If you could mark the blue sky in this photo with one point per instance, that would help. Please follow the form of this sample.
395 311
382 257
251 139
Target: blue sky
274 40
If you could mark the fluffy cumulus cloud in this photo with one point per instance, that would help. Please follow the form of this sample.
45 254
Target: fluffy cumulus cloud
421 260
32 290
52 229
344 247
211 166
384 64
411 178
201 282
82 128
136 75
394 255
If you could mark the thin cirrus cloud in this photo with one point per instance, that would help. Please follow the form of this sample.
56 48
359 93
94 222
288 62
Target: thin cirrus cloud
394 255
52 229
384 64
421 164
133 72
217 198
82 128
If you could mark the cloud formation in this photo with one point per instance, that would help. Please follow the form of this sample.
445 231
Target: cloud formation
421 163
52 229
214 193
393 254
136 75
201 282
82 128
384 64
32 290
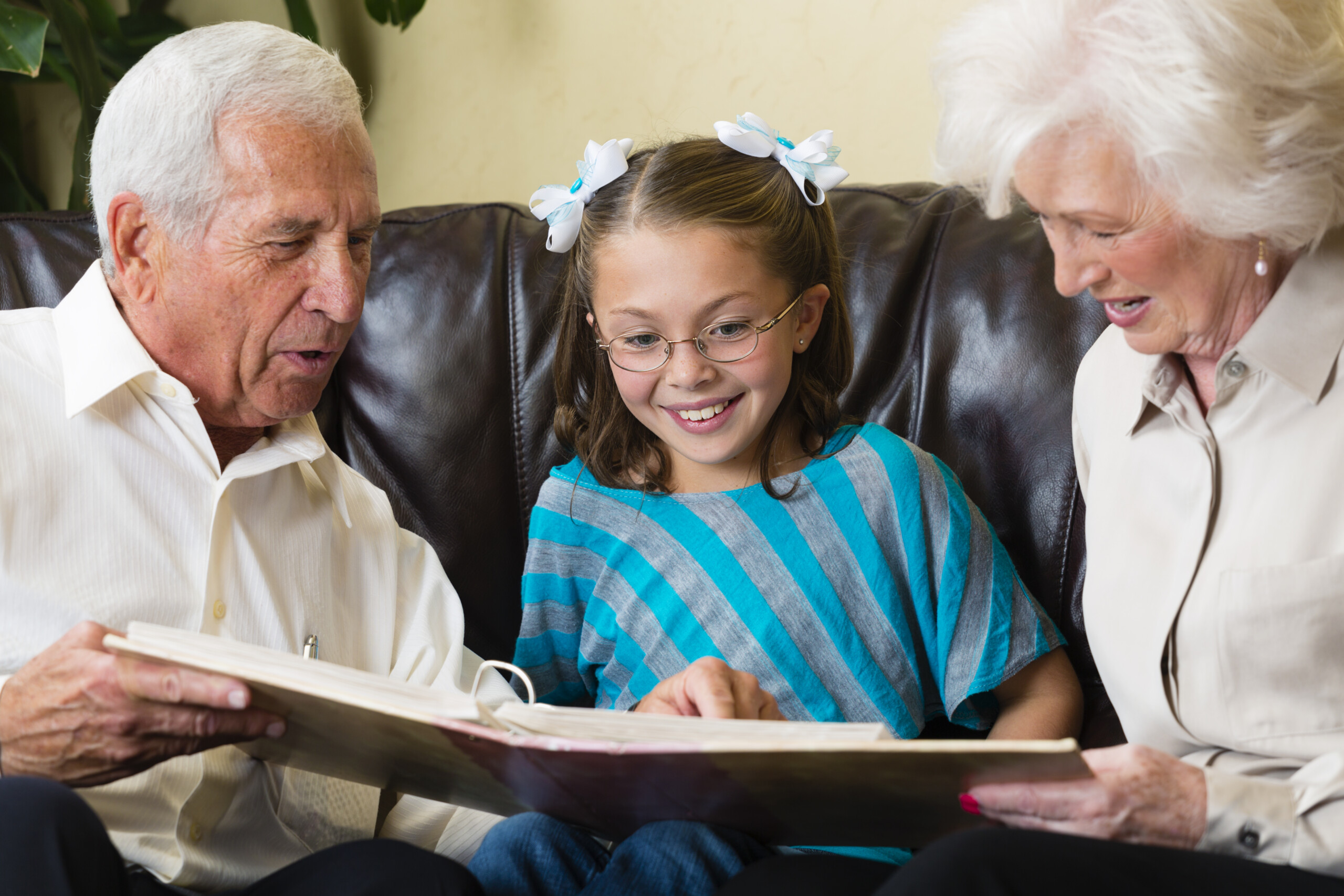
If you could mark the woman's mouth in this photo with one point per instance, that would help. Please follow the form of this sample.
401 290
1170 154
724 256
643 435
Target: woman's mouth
1127 312
706 418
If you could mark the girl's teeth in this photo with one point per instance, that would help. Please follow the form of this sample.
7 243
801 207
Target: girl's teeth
705 413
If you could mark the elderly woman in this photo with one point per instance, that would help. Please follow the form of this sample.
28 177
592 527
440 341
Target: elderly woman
1186 159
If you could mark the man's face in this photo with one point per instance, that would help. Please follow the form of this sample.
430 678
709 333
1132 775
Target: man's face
255 318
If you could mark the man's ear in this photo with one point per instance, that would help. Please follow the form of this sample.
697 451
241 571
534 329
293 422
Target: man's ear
808 318
133 236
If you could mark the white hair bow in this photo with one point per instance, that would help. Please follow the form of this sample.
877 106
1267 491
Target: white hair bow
562 207
814 159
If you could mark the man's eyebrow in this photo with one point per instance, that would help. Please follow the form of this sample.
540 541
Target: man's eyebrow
292 226
300 226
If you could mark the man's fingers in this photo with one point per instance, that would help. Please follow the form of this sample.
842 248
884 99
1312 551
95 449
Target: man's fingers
172 684
213 726
1047 801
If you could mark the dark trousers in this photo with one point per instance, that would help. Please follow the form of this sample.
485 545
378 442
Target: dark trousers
51 844
1022 863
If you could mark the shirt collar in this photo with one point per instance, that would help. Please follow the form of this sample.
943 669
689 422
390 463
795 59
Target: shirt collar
293 441
1299 335
99 352
1296 339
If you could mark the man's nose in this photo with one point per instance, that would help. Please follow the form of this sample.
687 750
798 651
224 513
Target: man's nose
687 368
338 288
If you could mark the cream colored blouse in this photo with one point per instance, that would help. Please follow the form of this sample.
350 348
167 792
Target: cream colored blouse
1214 597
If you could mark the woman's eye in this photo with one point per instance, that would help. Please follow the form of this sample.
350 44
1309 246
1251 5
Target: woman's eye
640 340
729 331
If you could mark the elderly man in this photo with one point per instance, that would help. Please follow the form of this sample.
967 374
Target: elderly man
160 462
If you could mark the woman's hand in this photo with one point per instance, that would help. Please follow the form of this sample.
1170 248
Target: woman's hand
713 690
1139 796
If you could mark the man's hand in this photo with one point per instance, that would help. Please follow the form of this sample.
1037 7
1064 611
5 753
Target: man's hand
1139 796
713 690
84 716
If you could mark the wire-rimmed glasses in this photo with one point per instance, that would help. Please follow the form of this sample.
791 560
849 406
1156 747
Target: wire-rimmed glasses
722 343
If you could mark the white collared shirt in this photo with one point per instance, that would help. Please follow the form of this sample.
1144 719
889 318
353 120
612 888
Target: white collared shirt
1215 565
113 508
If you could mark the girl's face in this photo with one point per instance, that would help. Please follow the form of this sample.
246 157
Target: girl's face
675 284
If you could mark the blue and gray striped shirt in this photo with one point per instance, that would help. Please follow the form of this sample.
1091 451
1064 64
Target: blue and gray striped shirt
875 593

________________________

# INSTRUCTIONS FOR THE TASK:
Put every line from the one containing "If you could mark the woman's hand" through the last line of the items into a JSON list of strings, with one string per line and blank lines omitted.

# RESULT OF THIS TASK:
[
  "If you could mark the woman's hand in this photo with one point per instance, that would help. Please follow the form of this sample.",
  "1170 248",
  "Target: woman's hand",
  "713 690",
  "1139 796",
  "If you could mark the man's hand in this photo with one point per instance, that would help. Please follow the form of this sample.",
  "1037 7",
  "1064 611",
  "5 753",
  "Target: man's hand",
  "1139 796",
  "713 690",
  "84 716",
  "If you could mark the wire-rimmed glasses in this photo with one point per instance, that would help. Please follow the form of this sample.",
  "791 560",
  "849 406",
  "1156 747",
  "Target: wire-rimmed glasses",
  "722 343",
  "If you could mark the white collared shirt in this photo with one point per instance, that would help. Please follow the form of this sample.",
  "1144 719",
  "889 318",
  "353 120",
  "612 888",
  "Target: white collared shirt",
  "1215 565",
  "113 508",
  "If you could mark the girl's face in this photo with one point per instance, that would help. Please follow the form of this sample.",
  "246 157",
  "Target: girl's face",
  "675 284",
  "If you could mark the blue and gray striped shirt in this photo with one point per instance, that would help. Please follow the form of this sample.",
  "1091 451",
  "1064 64",
  "Target: blue and gray striped shirt",
  "875 593"
]